(Brano fornito)

──────────

Ora le cose sembrano cambiate per due ragioni principali: l’arrivo di Valérie Pécresse e il fragoroso ingresso nella campagna elettorale di Éric Zemmour, ex giornalista ora sceso in politica, esponente di una destra estrema e rabbiosa che, lancia in resta, vuole salvare la Francia da quello che egli definisce il «grand remplacement» (la “grande sostituzione” ndr) a opera degli immigrati, immagine forte che induce paura e insicurezza e richiede un salvatore.

Lo spericolato Zemmour può sembrare una scheggia impazzita, un prodotto di cattivo folklore, ma si è imposto nel dibattito politico radicalizzandolo soprattutto sul tema dell’immigrazione e ha ottenuto, finora con successo, due risultati: ha diviso la destra, con alcuni esponenti e parlamentari dei Répubicains che lo sostengono per le ragioni più svariate; inoltre promette di pescare nell’elettorato di Le Pen scavalcandola a destra.

──────────

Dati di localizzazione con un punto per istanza
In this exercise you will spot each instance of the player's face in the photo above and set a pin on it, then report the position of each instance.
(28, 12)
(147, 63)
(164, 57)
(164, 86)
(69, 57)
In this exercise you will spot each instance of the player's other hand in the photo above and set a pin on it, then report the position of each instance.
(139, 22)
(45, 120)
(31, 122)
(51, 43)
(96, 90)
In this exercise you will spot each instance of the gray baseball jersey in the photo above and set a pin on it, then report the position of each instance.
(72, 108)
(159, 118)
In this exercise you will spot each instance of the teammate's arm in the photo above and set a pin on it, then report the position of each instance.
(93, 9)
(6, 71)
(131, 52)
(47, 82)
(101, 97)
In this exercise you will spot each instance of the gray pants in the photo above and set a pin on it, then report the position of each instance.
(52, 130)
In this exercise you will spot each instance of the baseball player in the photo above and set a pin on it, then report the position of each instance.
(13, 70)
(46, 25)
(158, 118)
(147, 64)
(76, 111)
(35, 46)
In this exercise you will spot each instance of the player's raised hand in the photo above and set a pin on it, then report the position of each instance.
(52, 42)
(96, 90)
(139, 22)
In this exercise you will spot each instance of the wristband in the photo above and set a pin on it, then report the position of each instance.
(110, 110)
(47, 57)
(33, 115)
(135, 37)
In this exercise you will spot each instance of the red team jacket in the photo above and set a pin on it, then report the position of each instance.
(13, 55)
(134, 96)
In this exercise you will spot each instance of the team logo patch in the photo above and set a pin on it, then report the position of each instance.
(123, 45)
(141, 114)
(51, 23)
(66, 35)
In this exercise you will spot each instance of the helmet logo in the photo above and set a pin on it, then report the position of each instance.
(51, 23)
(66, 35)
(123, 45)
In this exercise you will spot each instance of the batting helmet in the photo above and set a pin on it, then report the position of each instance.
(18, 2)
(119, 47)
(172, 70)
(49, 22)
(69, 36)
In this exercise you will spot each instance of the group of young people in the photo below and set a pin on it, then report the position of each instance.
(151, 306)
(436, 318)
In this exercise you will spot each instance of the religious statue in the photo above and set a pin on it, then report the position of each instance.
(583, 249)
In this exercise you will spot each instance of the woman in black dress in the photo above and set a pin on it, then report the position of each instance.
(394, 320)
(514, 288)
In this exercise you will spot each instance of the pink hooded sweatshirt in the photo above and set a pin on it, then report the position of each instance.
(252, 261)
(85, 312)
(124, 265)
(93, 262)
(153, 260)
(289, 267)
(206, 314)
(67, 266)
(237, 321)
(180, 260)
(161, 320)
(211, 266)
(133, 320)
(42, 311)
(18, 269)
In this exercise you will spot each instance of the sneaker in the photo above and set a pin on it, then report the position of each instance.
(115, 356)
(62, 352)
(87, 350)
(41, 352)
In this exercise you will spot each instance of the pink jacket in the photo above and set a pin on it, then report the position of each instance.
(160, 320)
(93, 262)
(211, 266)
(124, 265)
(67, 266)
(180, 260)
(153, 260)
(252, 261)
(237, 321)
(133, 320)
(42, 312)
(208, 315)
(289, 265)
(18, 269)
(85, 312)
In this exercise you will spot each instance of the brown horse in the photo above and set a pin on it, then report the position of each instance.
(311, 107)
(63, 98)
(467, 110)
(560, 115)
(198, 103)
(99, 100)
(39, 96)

──────────

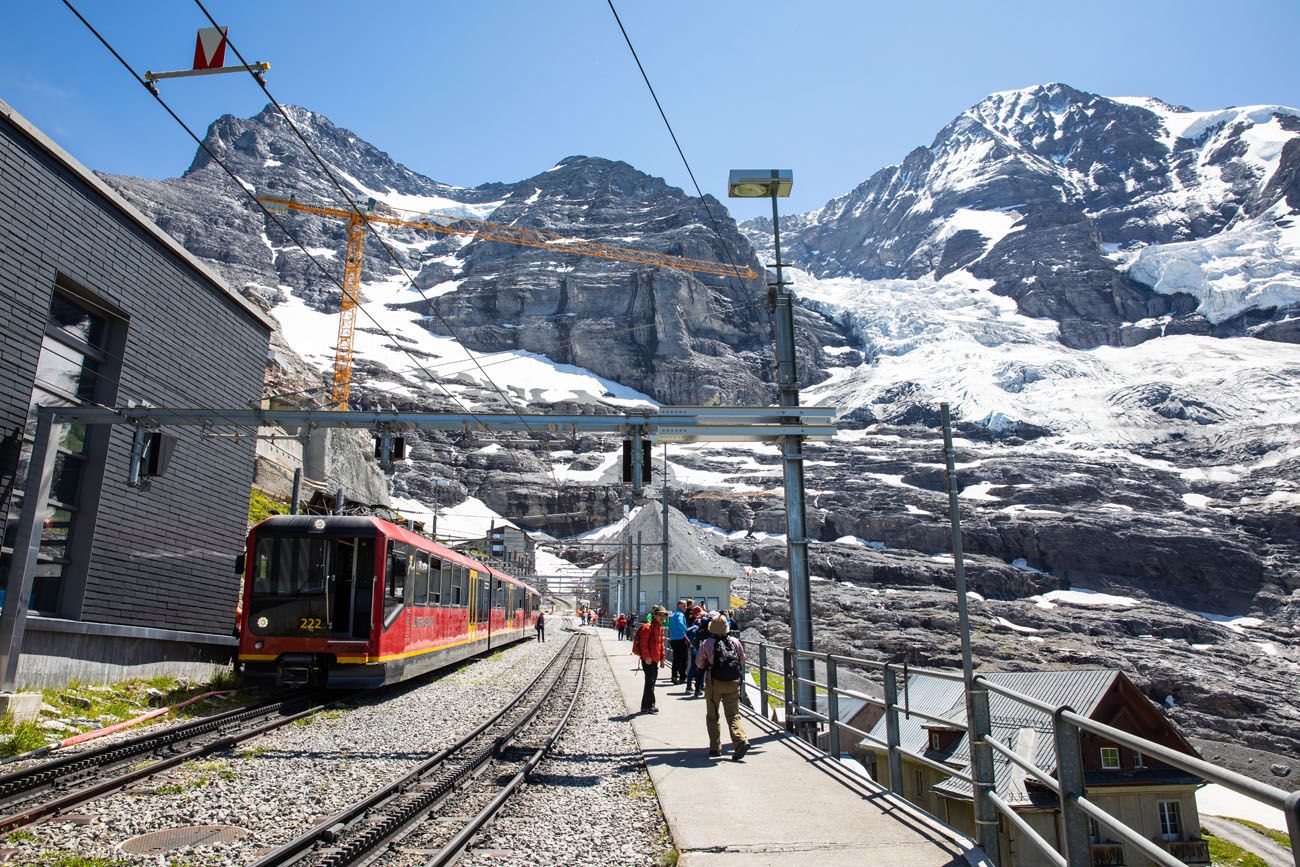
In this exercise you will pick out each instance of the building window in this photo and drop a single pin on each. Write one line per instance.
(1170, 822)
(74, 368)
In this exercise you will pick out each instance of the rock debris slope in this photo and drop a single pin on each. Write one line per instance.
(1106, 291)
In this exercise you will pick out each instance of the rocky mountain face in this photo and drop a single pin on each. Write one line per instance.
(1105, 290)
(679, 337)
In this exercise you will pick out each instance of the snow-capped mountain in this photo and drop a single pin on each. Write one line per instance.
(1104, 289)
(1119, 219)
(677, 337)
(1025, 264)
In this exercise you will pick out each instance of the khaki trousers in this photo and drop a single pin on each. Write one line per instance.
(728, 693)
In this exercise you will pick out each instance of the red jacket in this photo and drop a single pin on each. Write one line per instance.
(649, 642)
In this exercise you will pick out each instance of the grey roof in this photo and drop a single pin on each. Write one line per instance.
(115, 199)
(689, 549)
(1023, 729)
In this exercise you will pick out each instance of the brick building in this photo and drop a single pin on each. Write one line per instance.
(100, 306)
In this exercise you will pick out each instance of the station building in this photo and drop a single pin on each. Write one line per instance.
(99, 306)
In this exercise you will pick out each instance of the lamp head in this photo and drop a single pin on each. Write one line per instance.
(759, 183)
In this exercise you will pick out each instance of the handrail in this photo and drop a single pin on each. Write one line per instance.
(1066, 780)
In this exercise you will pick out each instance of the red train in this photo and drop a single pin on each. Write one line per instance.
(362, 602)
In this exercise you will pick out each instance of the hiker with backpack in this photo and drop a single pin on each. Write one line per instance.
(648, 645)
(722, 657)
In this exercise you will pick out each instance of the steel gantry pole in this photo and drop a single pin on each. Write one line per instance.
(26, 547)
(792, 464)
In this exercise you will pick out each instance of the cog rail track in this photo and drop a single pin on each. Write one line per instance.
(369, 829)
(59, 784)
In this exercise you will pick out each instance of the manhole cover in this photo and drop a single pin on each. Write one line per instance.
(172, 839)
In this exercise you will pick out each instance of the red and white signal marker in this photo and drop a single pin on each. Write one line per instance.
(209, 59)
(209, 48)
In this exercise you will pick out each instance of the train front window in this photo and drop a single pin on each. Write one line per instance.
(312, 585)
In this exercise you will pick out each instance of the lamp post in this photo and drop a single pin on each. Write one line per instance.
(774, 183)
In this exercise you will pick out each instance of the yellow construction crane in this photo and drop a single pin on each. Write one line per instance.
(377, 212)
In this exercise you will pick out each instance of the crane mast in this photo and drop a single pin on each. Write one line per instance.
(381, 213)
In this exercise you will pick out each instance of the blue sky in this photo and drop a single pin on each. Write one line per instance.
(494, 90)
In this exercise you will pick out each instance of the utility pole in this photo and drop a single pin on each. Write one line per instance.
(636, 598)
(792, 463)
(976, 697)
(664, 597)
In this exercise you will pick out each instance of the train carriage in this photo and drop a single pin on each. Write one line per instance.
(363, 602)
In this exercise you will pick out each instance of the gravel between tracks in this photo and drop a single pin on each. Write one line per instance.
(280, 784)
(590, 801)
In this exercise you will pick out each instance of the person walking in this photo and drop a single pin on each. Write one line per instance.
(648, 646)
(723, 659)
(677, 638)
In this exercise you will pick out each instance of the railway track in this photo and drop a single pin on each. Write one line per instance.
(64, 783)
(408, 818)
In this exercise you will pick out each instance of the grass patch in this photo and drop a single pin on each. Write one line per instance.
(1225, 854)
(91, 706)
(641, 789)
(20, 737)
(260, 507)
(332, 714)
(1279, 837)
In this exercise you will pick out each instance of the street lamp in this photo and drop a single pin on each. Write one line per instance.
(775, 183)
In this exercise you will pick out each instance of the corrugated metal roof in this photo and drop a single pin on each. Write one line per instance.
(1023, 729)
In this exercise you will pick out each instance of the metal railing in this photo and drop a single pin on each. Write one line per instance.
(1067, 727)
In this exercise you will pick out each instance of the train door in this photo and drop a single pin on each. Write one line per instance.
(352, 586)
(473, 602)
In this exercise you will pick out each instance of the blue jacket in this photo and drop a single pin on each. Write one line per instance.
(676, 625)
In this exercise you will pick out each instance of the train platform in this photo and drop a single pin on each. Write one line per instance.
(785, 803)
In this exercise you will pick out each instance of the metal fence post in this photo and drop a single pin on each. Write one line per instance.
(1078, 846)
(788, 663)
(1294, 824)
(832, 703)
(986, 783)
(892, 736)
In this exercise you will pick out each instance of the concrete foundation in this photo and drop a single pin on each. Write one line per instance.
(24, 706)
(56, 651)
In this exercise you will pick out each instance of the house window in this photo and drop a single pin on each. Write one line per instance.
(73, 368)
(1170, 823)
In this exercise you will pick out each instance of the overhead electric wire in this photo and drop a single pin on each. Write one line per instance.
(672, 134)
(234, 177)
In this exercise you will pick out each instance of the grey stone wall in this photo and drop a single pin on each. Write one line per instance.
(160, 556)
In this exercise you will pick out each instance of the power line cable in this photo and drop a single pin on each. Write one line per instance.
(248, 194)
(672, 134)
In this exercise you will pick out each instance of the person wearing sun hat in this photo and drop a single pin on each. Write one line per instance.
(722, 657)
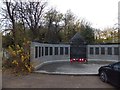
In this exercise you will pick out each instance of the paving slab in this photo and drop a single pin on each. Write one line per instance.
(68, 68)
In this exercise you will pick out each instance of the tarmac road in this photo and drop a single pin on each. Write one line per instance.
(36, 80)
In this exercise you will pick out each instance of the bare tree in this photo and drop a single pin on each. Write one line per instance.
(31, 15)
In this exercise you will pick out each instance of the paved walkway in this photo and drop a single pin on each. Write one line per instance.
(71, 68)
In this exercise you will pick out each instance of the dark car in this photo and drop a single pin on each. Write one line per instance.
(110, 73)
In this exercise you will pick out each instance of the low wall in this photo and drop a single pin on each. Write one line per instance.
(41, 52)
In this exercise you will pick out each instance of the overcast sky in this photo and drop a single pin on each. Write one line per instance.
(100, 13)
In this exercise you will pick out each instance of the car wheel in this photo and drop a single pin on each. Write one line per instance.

──────────

(Requisiti delle consegne)
A. Secondo il brano sulla campagna elettorale francese, quali sono le due ragioni principali per cui le cose sembrano cambiate?
B. Ricopia fedelmente dal brano sulla campagna elettorale francese il passo che va da "Lo spericolato Zemmour" a "scavalcandola a destra.".
C. Continua il brano sulla campagna elettorale francese scrivendo il seguito dopo la sua ultima frase.

(Risposte alle consegne)
A. L'arrivo di Valérie Pécresse e il fragoroso ingresso di Éric Zemmour nella campagna elettorale.

B.
Lo spericolato Zemmour può sembrare una scheggia impazzita, un prodotto di cattivo folklore, ma si è imposto nel dibattito politico radicalizzandolo soprattutto sul tema dell’immigrazione e ha ottenuto, finora con successo, due risultati: ha diviso la destra, con alcuni esponenti e parlamentari dei Répubicains che lo sostengono per le ragioni più svariate; inoltre promette di pescare nell’elettorato di Le Pen scavalcandola a destra.

C.
Ha commesso qualche errore e il suo evento spettacolare di quasi un mese fa a Villepinte, ha registrato episodi di violenza mai raggiunta in una campagna elettorale a opera degli Zouaves Paris, gruppo di picchiatori senza ideologia o idee presentabili che accorre alla stregua di mercenari per sostenerlo. È stata aperta un’inchiesta e alcuni dei suoi deliranti sostenitori sono stati arrestati. 

Zemmour ha però un bacino elettorale non piccolo, variegato, da cui trae appoggio e consenso: alcuni giovani prima impegnati nella destra dei Républicains e ora desiderosi di una “ventata di novità”; alcuni esponenti non di primo piano del Rn e anche alcuni consiglieri regionali e qualche nostalgico del vecchio Front national, tutti scontenti della normalizzazione del partito avviata da Le Pen.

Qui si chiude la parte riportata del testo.